[THINGS TO DO]
[1] For each statement below about the forum post on computing the geometric mean, answer yes or no to say whether it agrees with the post, and quote the words that decide it. (a) The recursive formula multiplies only two numbers together at each step. (b) The number of exponents that must be found is greater than n. (c) When applied recursively, the formula never has to deal with a result larger than the square of the largest value.
[2] Reproduce the part of the forum post on computing the geometric mean that lies between "On Jul 17, 7:16" and "x_2 * ... * x_n)^(1/n)", inclusive.
[3] Answer these questions using the forum post on computing the geometric mean.
(a) On what date did beeworks write?
(b) What does the function g() return?
(c) What is the lower bound on the number of exponents n_e that must be found?

Re: Geometric average: how to compute it: best approach ?

On Tue, 17 Jul 2007 05:03:44 -0700, beeworks wrote:

On Jul 17, 7:16 am, Raymond Manzoni <raym...@xxxxxxx> wrote:
pamela fluente a écrit :


<snip>
A more general recursion is derived as follows. Let g() be the
function that returns the geometric mean of its arguments. Then

g(x_1, x_2, ..., x_n) = (x_1 * x_2 * ... * x_n)^(1/n)
= (x_1 * x_2 * ... * x_m)^(1/n) * (x_(m+1) * x_(m+2) * ... * x_n)^(1/
n)
= g(x_1, x_2, ..., x_m)^(m/n) * g(x_(m+1), g_(m+2), ..., x_n)^((n-m)/
n)

We can apply the formula above recursively to find the g.m. while
multiplying only two numbers together at each step. Furthermore,
without loss of generality, we can assume that

x_1 <= x_2 <= ... <= x_n

Then

x_1 <= g(...) <= x_n,

where g(...) represents any of the intermediate g.m.'s. Thus the
formula, applied recursively, never has to deal with a result larger
than (x_n)^2 and the number of exponents n_e that must be found lies
between log_2(n) and 2*log_2(n), which is much less than n.

[GIVEN DATA]

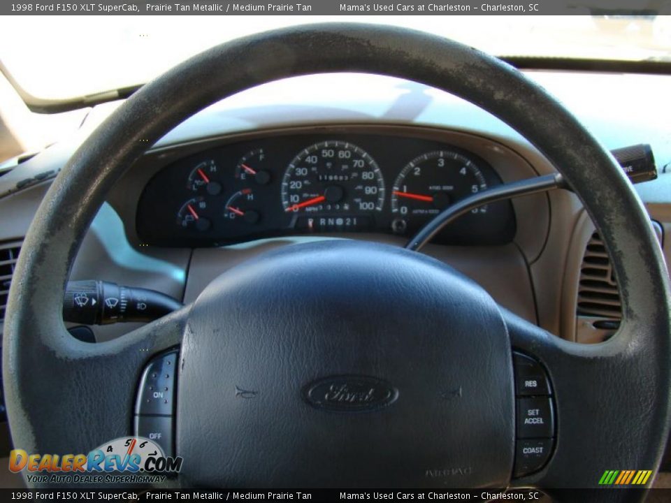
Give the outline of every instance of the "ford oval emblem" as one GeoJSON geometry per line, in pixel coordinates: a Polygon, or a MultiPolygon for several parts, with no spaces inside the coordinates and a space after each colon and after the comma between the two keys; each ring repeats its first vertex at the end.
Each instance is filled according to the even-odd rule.
{"type": "Polygon", "coordinates": [[[398,390],[379,379],[345,375],[324,377],[308,384],[303,396],[310,405],[334,412],[364,412],[392,403],[398,390]]]}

[TASK RESPONSES]
[1]
(a) Yes: "multiplying only two numbers together at each step"
(b) No: "lies between log_2(n) and 2*log_2(n), which is much less than n"
(c) Yes: "never has to deal with a result larger than (x_n)^2"

[2]
On Jul 17, 7:16 am, Raymond Manzoni <raym...@xxxxxxx> wrote:
pamela fluente a écrit :


<snip>
A more general recursion is derived as follows. Let g() be the
function that returns the geometric mean of its arguments. Then

g(x_1, x_2, ..., x_n) = (x_1 * x_2 * ... * x_n)^(1/n)

[3]
(a) Tue, 17 Jul 2007
(b) The geometric mean of its arguments
(c) log_2(n)